▶ _Given request 1_:
Which lines of the listing contain the string "segment"? Return each one, matching case exactly.

▶ _Text excerpt_:
Water wars, oil wars, climate change, global warming, A personal view
12 Sep
I haven’t been posting lately because we’re doing a redesign of the blog and moving it to a WordPress template on my company’s servers.
I’m also tightening my focus to water-related issues. I’ve always been interested in how climate change is affecting us on a personal level, right now, and water is one of the very early indicator issues. It is related intimately with weather issues, another subject I find fascinating. One of the reasons I’m choosing water issues stems from one simple fact: In China only one in 500 people has free access to safe drinking water.
Water will become the most valuable commodity on the planet, surpassing oil, in the next few years. In many places it already is. The oil wars of the second decade of this century will probably be eclipsed by water wars in the next decade, particularly if we don’t take worldwide action right now. It is my hope these conflicts are economic rather than violent as economic conflicts create business opportunities, which in turn, create incentives to resolve the issue (driven by profit motives). Violent wars also present opportunity but this opportunity only results in the creation of weapons which have no positive economic effect and death of innocents. This is a path we cannot allow humanity to go down.

▶ _Stored rows_:
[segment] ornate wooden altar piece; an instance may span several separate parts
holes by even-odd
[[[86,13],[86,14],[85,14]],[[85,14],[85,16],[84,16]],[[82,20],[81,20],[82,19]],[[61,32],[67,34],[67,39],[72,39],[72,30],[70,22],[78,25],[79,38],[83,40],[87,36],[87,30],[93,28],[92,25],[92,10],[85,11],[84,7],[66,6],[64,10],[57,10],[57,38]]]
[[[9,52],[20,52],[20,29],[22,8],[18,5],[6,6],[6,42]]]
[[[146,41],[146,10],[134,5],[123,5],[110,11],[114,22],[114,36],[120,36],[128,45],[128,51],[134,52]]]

▶ _Given request 2_:
Does the blog post above support each of these statements? Answer yes or no for each and quote the words from the blog post that decide it.
(a) The writer is narrowing the blog's focus to water-related issues.
(b) The blog is moving to a WordPress template on the writer's home computer.
(c) The writer expects water to overtake oil as the planet's most valuable commodity within the next few years.

▶ _Reply 1_:
[segment] ornate wooden altar piece; an instance may span several separate parts

▶ _Reply 2_:
(a) Yes: "I’m also tightening my focus to water-related issues."
(b) No: "moving it to a WordPress template on my company’s servers."
(c) Yes: "Water will become the most valuable commodity on the planet, surpassing oil, in the next few years."